### Exercise instructions
Judge whether each statement agrees with the blog post, giving yes or no and quoting the words of the post that decide it: (a) The writer's COVID response deployment began on June 1st. (b) The writer has managed a team many times before. (c) The writer started the weekend supervisory role with plenty of support.

Sunday, June 7, 2020

COVID problems are so two weeks ago

My somewhat incoherent ramblings on race relations aside, this blog is about the pandemic, so I'll return us to that topic.

Starting June 1st I have been officially deployed in COVID response. My first work week was fairly straightforward with learning and watching and a lot of meetings. On Friday afternoon things went from theoretical to real.

I don't know what I can or should say about my job duties, so I will leave it at this. It involves contact tracing, and I am managing a small team this weekend in response to an urgent need. I'm on call and acting as the point of connection between a few different groups.

I've never been a manager before. It's something I honestly enjoy. Helping other people succeed is my jam. Starting a supervisory role over the weekend with limited support on a brand new project has been challenging. I am reminding myself that I am doing the best I can and that as long as I don't go too far off track then we can always fix any hiccups or mistakes as we go. I've gathered a host of things and stuck them into a mental file titled: "Monday Jess problems," so that I can focus on my team and their work, and our local partners and their needs. Just for the weekend.

### Provided material
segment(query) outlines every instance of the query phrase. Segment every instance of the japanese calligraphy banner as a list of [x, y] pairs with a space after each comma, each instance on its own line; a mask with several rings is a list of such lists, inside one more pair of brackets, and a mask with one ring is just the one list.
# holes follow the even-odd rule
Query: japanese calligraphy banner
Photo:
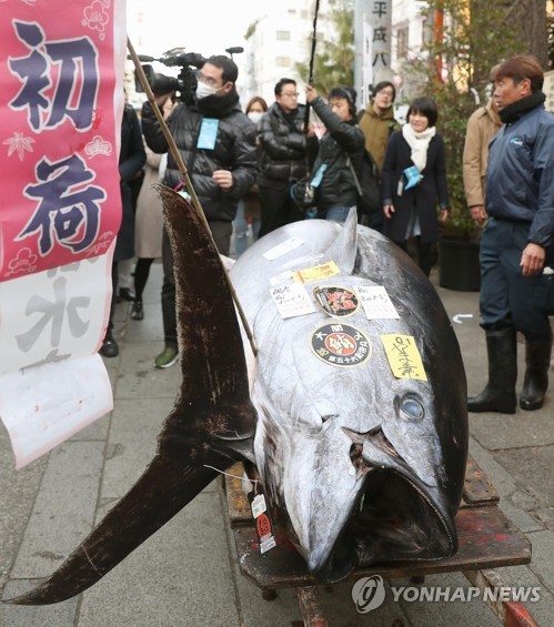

### Solution to this problem
(a) Yes: "Starting June 1st I have been officially deployed in COVID response."
(b) No: "I've never been a manager before."
(c) No: "Starting a supervisory role over the weekend with limited support on a brand new project has been challenging."